= STATED TASK =
Can you reproduce each of the entries below word for word, keeping every line in its original order?

= EXERCISE MATERIAL =
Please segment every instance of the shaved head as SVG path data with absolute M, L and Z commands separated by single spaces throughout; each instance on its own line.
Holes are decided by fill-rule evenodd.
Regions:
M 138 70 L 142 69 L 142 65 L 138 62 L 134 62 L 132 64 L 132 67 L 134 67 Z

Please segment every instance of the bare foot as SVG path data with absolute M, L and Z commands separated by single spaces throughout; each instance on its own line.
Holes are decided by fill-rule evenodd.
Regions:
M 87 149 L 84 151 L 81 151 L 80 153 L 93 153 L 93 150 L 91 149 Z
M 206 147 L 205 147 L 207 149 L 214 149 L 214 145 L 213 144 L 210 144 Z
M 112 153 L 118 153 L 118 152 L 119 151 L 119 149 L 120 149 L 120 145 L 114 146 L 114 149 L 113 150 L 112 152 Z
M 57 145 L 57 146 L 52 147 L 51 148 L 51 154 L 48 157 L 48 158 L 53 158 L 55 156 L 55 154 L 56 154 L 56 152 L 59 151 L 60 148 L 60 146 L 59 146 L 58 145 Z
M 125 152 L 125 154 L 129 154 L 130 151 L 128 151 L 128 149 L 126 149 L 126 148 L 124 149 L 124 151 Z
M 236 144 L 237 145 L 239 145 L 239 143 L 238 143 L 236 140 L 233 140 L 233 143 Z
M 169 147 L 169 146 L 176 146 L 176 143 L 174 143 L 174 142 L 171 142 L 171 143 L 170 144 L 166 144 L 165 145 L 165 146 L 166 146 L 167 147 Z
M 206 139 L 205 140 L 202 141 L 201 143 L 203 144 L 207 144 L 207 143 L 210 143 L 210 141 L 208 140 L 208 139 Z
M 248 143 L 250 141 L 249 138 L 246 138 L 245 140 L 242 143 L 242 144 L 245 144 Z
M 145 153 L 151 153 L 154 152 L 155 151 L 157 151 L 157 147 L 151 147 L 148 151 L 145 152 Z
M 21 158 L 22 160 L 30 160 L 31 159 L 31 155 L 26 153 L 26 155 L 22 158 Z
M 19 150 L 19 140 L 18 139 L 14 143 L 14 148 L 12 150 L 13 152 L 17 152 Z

= SOLUTION =
Please segment every instance of the shaved head as SVG path data with absolute M, L and Z commands separated by single spaces throughout; each instance on its own line.
Holes are decided by fill-rule evenodd.
Regions:
M 138 70 L 142 69 L 142 65 L 138 62 L 134 62 L 132 64 L 132 67 L 134 67 Z

Please segment every instance of the bare foot as SVG path data with absolute M, L and Z commands separated by single spaces throughout; each instance on its own line.
Holes are decided by fill-rule evenodd.
Regions:
M 87 149 L 84 151 L 81 151 L 80 153 L 93 153 L 93 150 L 91 149 Z
M 206 147 L 205 147 L 207 149 L 214 149 L 214 145 L 213 144 L 210 144 Z
M 112 153 L 118 153 L 118 152 L 119 151 L 119 149 L 120 149 L 120 145 L 114 146 L 114 149 L 113 150 L 112 152 Z
M 57 145 L 57 146 L 52 147 L 51 148 L 51 154 L 48 157 L 48 158 L 53 158 L 55 156 L 55 154 L 56 154 L 56 152 L 59 151 L 60 148 L 60 146 L 59 146 L 58 145 Z
M 125 152 L 125 154 L 129 154 L 130 151 L 128 151 L 128 149 L 126 149 L 126 148 L 124 149 L 124 151 Z
M 236 144 L 237 145 L 239 145 L 239 143 L 238 143 L 236 140 L 233 140 L 233 143 Z
M 169 147 L 169 146 L 176 146 L 176 143 L 174 143 L 174 142 L 171 142 L 171 143 L 170 144 L 166 144 L 165 145 L 165 146 L 166 146 L 167 147 Z
M 206 139 L 205 140 L 202 141 L 201 143 L 203 144 L 207 144 L 207 143 L 210 143 L 210 141 L 208 140 L 208 139 Z
M 248 143 L 250 141 L 249 138 L 246 138 L 245 140 L 242 143 L 242 144 L 245 144 Z
M 145 153 L 151 153 L 154 152 L 155 151 L 157 151 L 157 147 L 151 147 L 148 151 L 145 152 Z
M 21 158 L 22 160 L 30 160 L 31 159 L 31 155 L 26 153 L 26 155 L 22 158 Z
M 19 150 L 19 140 L 18 139 L 14 143 L 14 148 L 12 150 L 13 152 L 17 152 Z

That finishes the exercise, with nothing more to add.